DO THIS:
Recast every line of the data below as a numbered list, omitting the blank lines.

A block of data:
= = =

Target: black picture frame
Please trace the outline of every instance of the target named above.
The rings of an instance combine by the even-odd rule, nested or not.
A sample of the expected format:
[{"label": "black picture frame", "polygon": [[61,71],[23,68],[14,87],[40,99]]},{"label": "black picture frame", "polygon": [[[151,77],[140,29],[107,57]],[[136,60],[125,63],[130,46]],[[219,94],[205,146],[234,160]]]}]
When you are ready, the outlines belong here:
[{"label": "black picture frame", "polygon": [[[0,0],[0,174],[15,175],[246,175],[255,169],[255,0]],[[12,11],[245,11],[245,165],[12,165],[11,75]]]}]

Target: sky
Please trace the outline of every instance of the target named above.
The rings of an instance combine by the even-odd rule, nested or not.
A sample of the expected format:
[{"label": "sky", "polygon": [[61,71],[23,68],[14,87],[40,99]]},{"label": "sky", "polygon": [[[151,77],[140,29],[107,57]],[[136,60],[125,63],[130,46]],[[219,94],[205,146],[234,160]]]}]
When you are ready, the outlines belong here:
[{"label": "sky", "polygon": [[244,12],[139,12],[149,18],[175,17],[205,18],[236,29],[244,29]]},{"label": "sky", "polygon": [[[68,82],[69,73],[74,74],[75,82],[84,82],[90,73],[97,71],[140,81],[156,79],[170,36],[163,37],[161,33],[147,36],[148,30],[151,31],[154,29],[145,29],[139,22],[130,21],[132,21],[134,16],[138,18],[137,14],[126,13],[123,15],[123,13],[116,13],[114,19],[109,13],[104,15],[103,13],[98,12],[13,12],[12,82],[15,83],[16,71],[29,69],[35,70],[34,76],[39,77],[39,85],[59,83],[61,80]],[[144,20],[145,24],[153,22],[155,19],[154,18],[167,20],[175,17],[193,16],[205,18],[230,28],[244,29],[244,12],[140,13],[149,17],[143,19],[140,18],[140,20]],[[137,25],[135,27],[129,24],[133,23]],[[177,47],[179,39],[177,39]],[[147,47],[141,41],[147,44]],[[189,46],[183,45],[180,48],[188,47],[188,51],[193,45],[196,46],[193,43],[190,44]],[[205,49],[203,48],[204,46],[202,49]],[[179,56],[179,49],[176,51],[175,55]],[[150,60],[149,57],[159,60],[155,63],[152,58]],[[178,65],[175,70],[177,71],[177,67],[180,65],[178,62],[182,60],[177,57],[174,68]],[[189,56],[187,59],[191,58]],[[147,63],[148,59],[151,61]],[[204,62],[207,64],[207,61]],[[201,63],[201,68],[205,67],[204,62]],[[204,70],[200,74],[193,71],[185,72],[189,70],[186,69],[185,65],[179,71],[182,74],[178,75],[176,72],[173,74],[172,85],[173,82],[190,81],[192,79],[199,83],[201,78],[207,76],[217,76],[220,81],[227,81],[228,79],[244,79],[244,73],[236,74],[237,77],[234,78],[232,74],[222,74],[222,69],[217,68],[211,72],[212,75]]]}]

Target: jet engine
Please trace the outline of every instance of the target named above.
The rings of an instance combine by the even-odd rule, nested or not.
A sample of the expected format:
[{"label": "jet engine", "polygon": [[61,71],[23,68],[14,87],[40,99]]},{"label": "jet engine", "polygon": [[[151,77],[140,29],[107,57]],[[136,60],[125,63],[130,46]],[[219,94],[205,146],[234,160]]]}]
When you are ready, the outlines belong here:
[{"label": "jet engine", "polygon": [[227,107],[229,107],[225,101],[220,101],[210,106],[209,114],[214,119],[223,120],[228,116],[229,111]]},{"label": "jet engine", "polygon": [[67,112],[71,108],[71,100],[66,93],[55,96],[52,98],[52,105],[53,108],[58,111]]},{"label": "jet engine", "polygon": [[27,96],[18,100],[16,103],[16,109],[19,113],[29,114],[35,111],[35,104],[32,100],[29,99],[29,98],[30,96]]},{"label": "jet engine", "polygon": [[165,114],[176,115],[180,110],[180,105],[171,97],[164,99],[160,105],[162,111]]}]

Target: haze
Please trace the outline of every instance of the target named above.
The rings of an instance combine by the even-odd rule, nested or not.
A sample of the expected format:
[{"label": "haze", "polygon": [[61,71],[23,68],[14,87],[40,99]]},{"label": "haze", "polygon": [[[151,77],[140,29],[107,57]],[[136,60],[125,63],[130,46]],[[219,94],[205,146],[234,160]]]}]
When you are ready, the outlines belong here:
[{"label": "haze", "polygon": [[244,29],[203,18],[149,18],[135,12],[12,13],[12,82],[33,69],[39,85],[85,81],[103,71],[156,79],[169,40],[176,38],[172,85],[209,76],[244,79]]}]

= = =

WRITTEN SOLUTION:
1. Target: black picture frame
2. Please trace the outline of every instance of the target named above.
3. The rings of an instance combine by the even-odd rule, nested or not.
4. A sample of the expected format:
5. [{"label": "black picture frame", "polygon": [[61,71],[23,68],[14,87],[40,99]]},{"label": "black picture frame", "polygon": [[[151,77],[140,29],[107,57]],[[136,60],[125,63],[130,46]],[[219,94],[205,146],[234,160]]]}]
6. When you are ready, the outlines belong here:
7. [{"label": "black picture frame", "polygon": [[[0,0],[0,174],[15,175],[246,175],[255,169],[255,0]],[[12,11],[245,11],[245,165],[12,165],[11,75]]]}]
8. Target: sky
9. Please trace the outline of every instance of the target named above.
10. The rings of an instance combine by the even-odd rule, nested or not.
11. A sample of the expected format:
12. [{"label": "sky", "polygon": [[61,71],[23,68],[14,87],[40,99]]},{"label": "sky", "polygon": [[[151,77],[140,29],[107,57]],[[136,60],[125,63],[130,46]],[[219,94],[205,146],[234,160]]]}]
13. When you are ready, the outlines belong here:
14. [{"label": "sky", "polygon": [[244,12],[139,12],[149,18],[175,17],[205,18],[236,29],[244,29]]},{"label": "sky", "polygon": [[[68,82],[69,73],[74,74],[75,82],[84,82],[90,73],[97,71],[140,81],[156,79],[170,36],[163,37],[161,33],[147,36],[148,30],[151,31],[154,29],[145,29],[139,22],[130,21],[132,21],[134,16],[138,18],[137,14],[126,13],[123,15],[123,13],[116,13],[114,19],[109,13],[104,15],[103,13],[98,12],[13,12],[12,82],[15,83],[16,71],[29,69],[35,70],[34,76],[39,77],[39,85],[59,83],[61,80]],[[144,20],[145,24],[153,22],[155,19],[154,18],[167,20],[175,17],[193,16],[205,18],[230,28],[244,29],[244,12],[140,13],[149,17],[143,19],[140,18],[140,20]],[[137,25],[135,27],[129,24],[133,23]],[[177,47],[179,39],[177,39]],[[147,47],[141,41],[147,44]],[[189,46],[183,45],[180,48],[188,47],[188,51],[193,45],[196,46],[193,43],[190,44]],[[205,49],[203,48],[204,46],[202,49]],[[179,56],[179,49],[176,51],[175,55]],[[150,60],[149,57],[159,60],[155,63],[152,58]],[[178,65],[175,70],[177,71],[177,67],[180,65],[178,62],[182,60],[177,57],[174,68]],[[189,56],[187,59],[191,58]],[[147,63],[148,59],[151,61]],[[204,62],[207,64],[207,61]],[[201,63],[201,68],[205,67],[204,62]],[[204,70],[200,74],[193,71],[185,72],[189,70],[186,69],[185,65],[179,71],[182,74],[178,75],[176,72],[173,74],[172,85],[173,82],[190,81],[192,79],[199,83],[201,78],[207,76],[217,76],[220,81],[227,81],[228,79],[244,79],[244,73],[236,74],[237,77],[234,78],[232,74],[222,74],[222,69],[217,68],[211,72],[212,75]]]}]
15. Target: jet engine
16. Please trace the outline of every instance of the target named above.
17. The rings of an instance combine by the even-odd rule, nested or not.
18. A sample of the expected format:
19. [{"label": "jet engine", "polygon": [[61,71],[23,68],[14,87],[40,99]]},{"label": "jet engine", "polygon": [[[151,77],[140,29],[107,57]],[[136,60],[125,63],[130,46]],[[219,94],[205,146],[234,160]]]}]
20. When you are ready, the outlines belong here:
21. [{"label": "jet engine", "polygon": [[227,107],[229,107],[225,101],[220,101],[210,106],[209,114],[214,119],[223,120],[228,116],[229,111]]},{"label": "jet engine", "polygon": [[67,112],[71,108],[71,100],[66,93],[55,96],[52,98],[52,105],[53,108],[58,111]]},{"label": "jet engine", "polygon": [[27,96],[18,100],[16,103],[16,109],[19,113],[29,114],[35,111],[35,104],[32,100],[29,99],[29,98],[30,96]]},{"label": "jet engine", "polygon": [[165,114],[176,115],[180,110],[180,105],[171,97],[164,99],[160,105],[162,111]]}]
22. Target: haze
23. Please trace the outline of every instance of the target named above.
24. The rings of an instance combine by the even-odd rule, nested or not.
25. A sample of the expected format:
26. [{"label": "haze", "polygon": [[61,71],[23,68],[14,87],[40,99]]},{"label": "haze", "polygon": [[[151,77],[140,29],[107,57]],[[136,60],[125,63],[130,46]],[[219,94],[205,146],[234,160]]]}]
27. When you are ready, the outlines belong here:
28. [{"label": "haze", "polygon": [[244,29],[203,18],[149,18],[135,12],[12,13],[12,82],[33,69],[39,85],[85,81],[103,71],[156,79],[169,40],[176,38],[172,85],[209,76],[244,79]]}]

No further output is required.